- Origin: Italy
- Genres: 1950s style Italian music band
- Years active: 2012–present
- Labels: Rai Com; Ladyvette;
- Members: Teresa Federico (Sugar) Valentina Ruggeri (Pepper) Francesca Nerozzi (Honey)
- Past members: Vera Dragone (Cherry)
- Website: www.ladyvette.it

= Ladyvette =

Ladyvette is a 1950s style Italian music band. It is formed by three actresses and singers: Sugar (Teresa Federico), Pepper (Valentina Ruggeri) and Honey (Francesca Nerozzi). Teresa Federico is also the author of all the original songs’ lyrics and of some of the scores together with Roberto Gori., who is responsible for arrangements and original compositions. Roberto Gori is a pianist and composer, winner of the “Disco D’oro” award in 1996 and the “Nino Rota” award in 2016. Since the very beginning Ladyvette are accompanied, in addition to Roberto Gori at the piano, by Riccardo Colasante (drums), Alberto Antonucci (doublebass) and Gian Piero Lo Piccolo (sax and clarinet). Ladyvette is a swing band who combines vocal activities with comedy, both in original and in reinterpreted songs, and in their sketches.

- **TASKS**:
a. Using the Ladyvette article, answer each question on its own line, marked (i), (ii) and (iii):
(i) During what years has the band been active?
(ii) Who plays drums with the band?
(iii) Which award did Roberto Gori win in 2016?
b. Transcribe the Ladyvette article between "- Website: www.ladyvette.it" and "in their sketches.", inclusive.
The data that comes next has no connection to the Ladyvette article.

- **RECORDS SUPPLIED**:
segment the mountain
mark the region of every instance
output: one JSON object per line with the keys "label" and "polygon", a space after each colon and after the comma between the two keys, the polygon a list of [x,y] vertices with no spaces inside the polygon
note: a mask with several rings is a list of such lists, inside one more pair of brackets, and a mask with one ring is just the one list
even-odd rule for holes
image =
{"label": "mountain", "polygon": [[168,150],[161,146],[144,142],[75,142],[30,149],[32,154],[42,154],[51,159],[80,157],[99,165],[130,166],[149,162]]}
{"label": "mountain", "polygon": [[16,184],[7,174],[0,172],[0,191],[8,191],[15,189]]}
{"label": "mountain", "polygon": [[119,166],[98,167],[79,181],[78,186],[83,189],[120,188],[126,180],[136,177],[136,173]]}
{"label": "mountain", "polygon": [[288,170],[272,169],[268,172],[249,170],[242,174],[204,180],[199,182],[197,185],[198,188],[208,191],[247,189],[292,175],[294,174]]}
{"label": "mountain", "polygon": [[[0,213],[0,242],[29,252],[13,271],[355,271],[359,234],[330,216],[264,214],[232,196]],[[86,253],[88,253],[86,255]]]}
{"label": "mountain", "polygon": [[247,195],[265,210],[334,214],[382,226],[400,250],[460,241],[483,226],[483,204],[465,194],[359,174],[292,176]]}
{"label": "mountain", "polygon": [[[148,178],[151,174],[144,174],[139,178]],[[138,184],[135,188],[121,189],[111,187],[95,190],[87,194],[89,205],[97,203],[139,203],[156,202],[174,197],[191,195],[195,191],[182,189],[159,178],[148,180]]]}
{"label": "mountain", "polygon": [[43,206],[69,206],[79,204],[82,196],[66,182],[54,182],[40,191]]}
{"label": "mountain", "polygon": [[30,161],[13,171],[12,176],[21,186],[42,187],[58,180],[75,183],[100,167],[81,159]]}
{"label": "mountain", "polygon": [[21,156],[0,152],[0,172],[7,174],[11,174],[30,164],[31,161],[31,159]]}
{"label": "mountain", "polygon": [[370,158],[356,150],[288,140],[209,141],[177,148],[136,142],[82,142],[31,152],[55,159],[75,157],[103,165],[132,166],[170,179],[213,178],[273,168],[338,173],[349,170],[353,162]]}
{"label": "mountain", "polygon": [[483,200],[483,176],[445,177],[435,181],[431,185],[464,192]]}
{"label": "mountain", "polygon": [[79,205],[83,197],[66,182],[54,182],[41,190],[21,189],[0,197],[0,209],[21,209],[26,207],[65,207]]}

- **OUTPUTS FOR THE TASKS**:
a.
(i) 2012–present
(ii) Riccardo Colasante
(iii) The "Nino Rota" award

b.
- Website: www.ladyvette.it

= Ladyvette =

Ladyvette is a 1950s style Italian music band. It is formed by three actresses and singers: Sugar (Teresa Federico), Pepper (Valentina Ruggeri) and Honey (Francesca Nerozzi). Teresa Federico is also the author of all the original songs’ lyrics and of some of the scores together with Roberto Gori., who is responsible for arrangements and original compositions. Roberto Gori is a pianist and composer, winner of the “Disco D’oro” award in 1996 and the “Nino Rota” award in 2016. Since the very beginning Ladyvette are accompanied, in addition to Roberto Gori at the piano, by Riccardo Colasante (drums), Alberto Antonucci (doublebass) and Gian Piero Lo Piccolo (sax and clarinet). Ladyvette is a swing band who combines vocal activities with comedy, both in original and in reinterpreted songs, and in their sketches.